Image outline annotation entries
◇ ◇ ◇ ◇ ◇

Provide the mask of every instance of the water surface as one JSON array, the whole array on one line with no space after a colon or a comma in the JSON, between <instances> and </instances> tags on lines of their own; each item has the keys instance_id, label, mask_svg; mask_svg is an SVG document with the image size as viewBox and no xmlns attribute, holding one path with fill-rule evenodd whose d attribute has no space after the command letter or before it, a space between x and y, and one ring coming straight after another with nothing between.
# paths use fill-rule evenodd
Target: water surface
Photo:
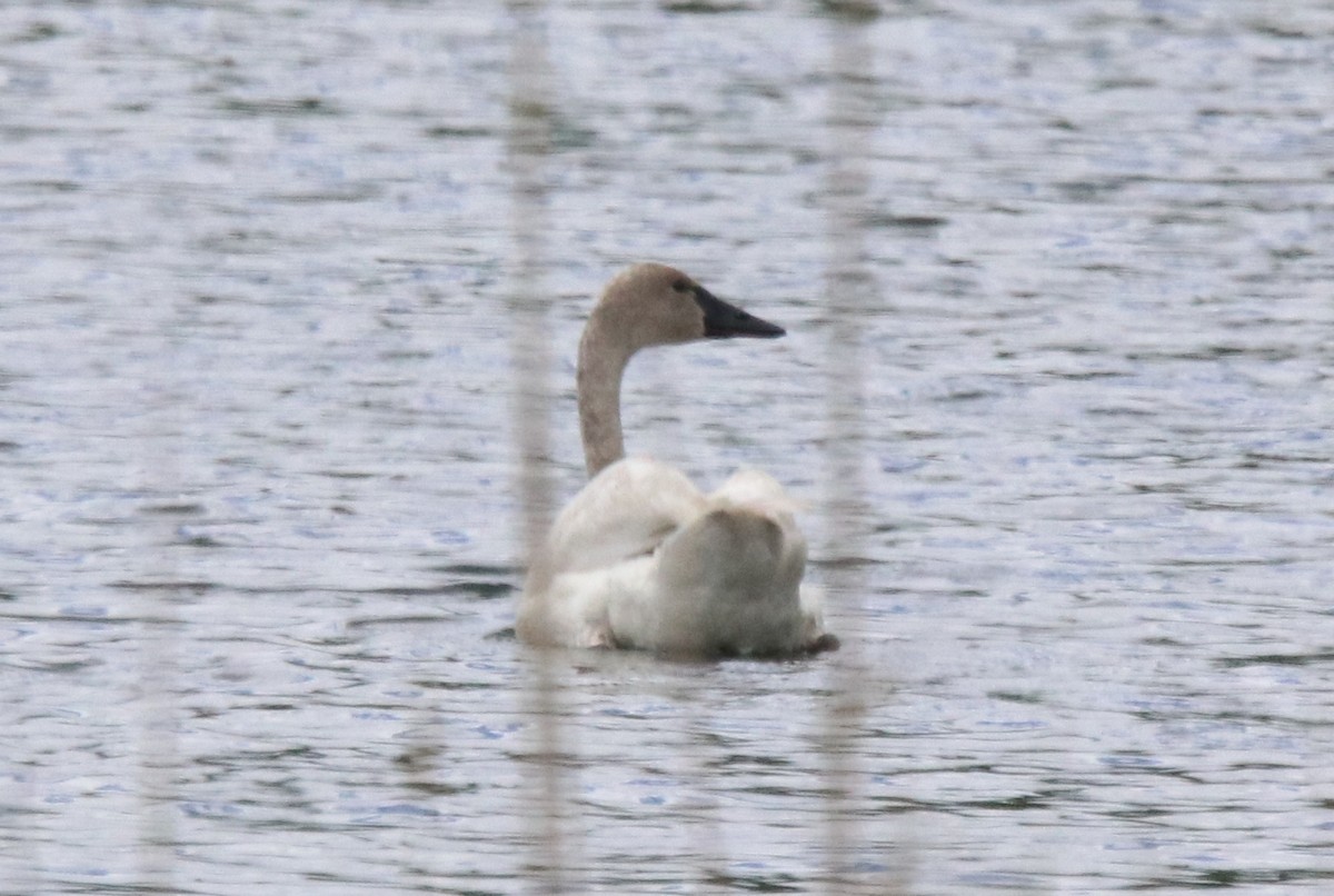
<instances>
[{"instance_id":1,"label":"water surface","mask_svg":"<svg viewBox=\"0 0 1334 896\"><path fill-rule=\"evenodd\" d=\"M1331 85L1314 0L5 4L0 892L1323 892ZM627 429L839 653L514 641L635 259L788 328Z\"/></svg>"}]
</instances>

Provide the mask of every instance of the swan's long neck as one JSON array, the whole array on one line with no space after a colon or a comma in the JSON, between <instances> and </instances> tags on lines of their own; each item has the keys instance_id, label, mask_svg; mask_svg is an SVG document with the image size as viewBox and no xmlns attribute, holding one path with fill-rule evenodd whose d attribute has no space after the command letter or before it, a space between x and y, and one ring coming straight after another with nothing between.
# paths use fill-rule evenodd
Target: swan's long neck
<instances>
[{"instance_id":1,"label":"swan's long neck","mask_svg":"<svg viewBox=\"0 0 1334 896\"><path fill-rule=\"evenodd\" d=\"M634 349L611 336L595 313L579 340L579 432L588 477L626 456L620 429L620 377Z\"/></svg>"}]
</instances>

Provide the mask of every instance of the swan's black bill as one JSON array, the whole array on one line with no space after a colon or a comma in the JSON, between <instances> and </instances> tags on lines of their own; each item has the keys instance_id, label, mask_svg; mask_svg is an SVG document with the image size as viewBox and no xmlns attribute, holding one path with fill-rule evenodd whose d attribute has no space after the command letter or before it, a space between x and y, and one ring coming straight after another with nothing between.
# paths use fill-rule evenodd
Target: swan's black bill
<instances>
[{"instance_id":1,"label":"swan's black bill","mask_svg":"<svg viewBox=\"0 0 1334 896\"><path fill-rule=\"evenodd\" d=\"M695 301L704 311L704 336L708 339L731 339L732 336L755 336L776 339L787 333L778 324L760 320L748 311L723 301L708 289L695 287Z\"/></svg>"}]
</instances>

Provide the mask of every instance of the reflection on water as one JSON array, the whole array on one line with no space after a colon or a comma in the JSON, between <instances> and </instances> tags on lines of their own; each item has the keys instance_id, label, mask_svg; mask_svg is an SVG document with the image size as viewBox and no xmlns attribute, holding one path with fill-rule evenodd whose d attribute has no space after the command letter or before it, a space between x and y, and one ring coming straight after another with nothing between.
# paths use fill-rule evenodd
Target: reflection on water
<instances>
[{"instance_id":1,"label":"reflection on water","mask_svg":"<svg viewBox=\"0 0 1334 896\"><path fill-rule=\"evenodd\" d=\"M0 892L1319 892L1331 60L1314 0L7 4ZM791 336L636 360L631 449L803 495L843 651L512 640L643 257Z\"/></svg>"}]
</instances>

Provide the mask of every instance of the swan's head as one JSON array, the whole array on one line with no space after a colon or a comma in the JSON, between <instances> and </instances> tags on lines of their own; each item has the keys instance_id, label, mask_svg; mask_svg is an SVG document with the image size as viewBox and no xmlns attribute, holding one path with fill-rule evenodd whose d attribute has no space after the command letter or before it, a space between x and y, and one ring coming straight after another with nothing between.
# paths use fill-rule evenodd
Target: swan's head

◇ ◇ ◇ ◇ ◇

**WRITTEN TASK**:
Every entry must be transcribed exactly. Pictures do not belong in the copy.

**CORRECT RESULT**:
Provide the mask of every instance of the water surface as one JSON array, the whole array on one line with no space after a colon or a comma in the JSON, between <instances> and </instances> tags on lines of their own; each item has the keys instance_id, label, mask_svg; mask_svg is an SVG document with the image size as viewBox and no xmlns attribute, holding one path with fill-rule evenodd whose d attribute has no space after the command letter or before it, a space between x and y, and one ring coming straight after another with nothing between.
# paths use fill-rule evenodd
Target: water surface
Photo:
<instances>
[{"instance_id":1,"label":"water surface","mask_svg":"<svg viewBox=\"0 0 1334 896\"><path fill-rule=\"evenodd\" d=\"M1331 85L1314 0L5 4L0 892L1323 892ZM627 429L839 653L514 641L635 259L788 328Z\"/></svg>"}]
</instances>

Provide the mask of every instance of the swan's long neck as one JSON array, the whole array on one line with no space after a colon or a comma in the JSON, between <instances> and </instances> tags on lines of their own; each item has the keys instance_id, label, mask_svg; mask_svg is an SVG document with the image size as viewBox and no xmlns attribute, holding one path with fill-rule evenodd whose d attribute has no space after the command letter or before it, a space between x and y, and one ring coming straight after another with nothing between.
# paths use fill-rule evenodd
Target: swan's long neck
<instances>
[{"instance_id":1,"label":"swan's long neck","mask_svg":"<svg viewBox=\"0 0 1334 896\"><path fill-rule=\"evenodd\" d=\"M634 349L611 336L595 313L579 340L579 432L588 477L626 456L620 429L620 377Z\"/></svg>"}]
</instances>

Provide the mask of every instance of the swan's black bill as one JSON array, the whole array on one line with no space after a colon or a comma in the JSON, between <instances> and </instances> tags on lines of their own; each item has the keys instance_id, label, mask_svg; mask_svg is an SVG document with the image size as viewBox and no xmlns attribute, holding one path with fill-rule evenodd whose d attribute has no space after the command letter or before it, a space between x and y, and one ring coming straight after another with nothing between.
# paths use fill-rule evenodd
Target: swan's black bill
<instances>
[{"instance_id":1,"label":"swan's black bill","mask_svg":"<svg viewBox=\"0 0 1334 896\"><path fill-rule=\"evenodd\" d=\"M695 301L704 311L704 336L708 339L731 339L732 336L755 336L776 339L787 333L778 324L760 320L748 311L723 301L708 289L695 287Z\"/></svg>"}]
</instances>

Provide the mask of every instance of the reflection on water as one JSON array, the whole array on one line with no space after a colon or a comma in the JSON, between <instances> and </instances> tags on lines of their own; each item has the keys instance_id, label, mask_svg; mask_svg is an SVG document with the image size as viewBox and no xmlns attribute, holding one path with fill-rule evenodd whose d attribute has no space after the command letter or before it, a space between x and y, and one ring coming straight after another with nothing between.
# paths use fill-rule evenodd
Target: reflection on water
<instances>
[{"instance_id":1,"label":"reflection on water","mask_svg":"<svg viewBox=\"0 0 1334 896\"><path fill-rule=\"evenodd\" d=\"M0 892L1319 892L1331 60L1314 0L7 4ZM791 336L636 360L631 449L803 495L843 651L512 640L643 257Z\"/></svg>"}]
</instances>

Provide the mask of every instance of the swan's head as one JSON array, the whole array on one line with no space after a colon or a comma in the JSON, between <instances> and </instances> tags on lines of their own; each item has the keys instance_id, label, mask_svg; mask_svg is an SVG document with the image size as viewBox and no xmlns attribute, holding one path with fill-rule evenodd whose d attribute has no space after the command letter or before it, a space between x and y, and one ring coming straight after another with nothing between.
# paths use fill-rule evenodd
Target: swan's head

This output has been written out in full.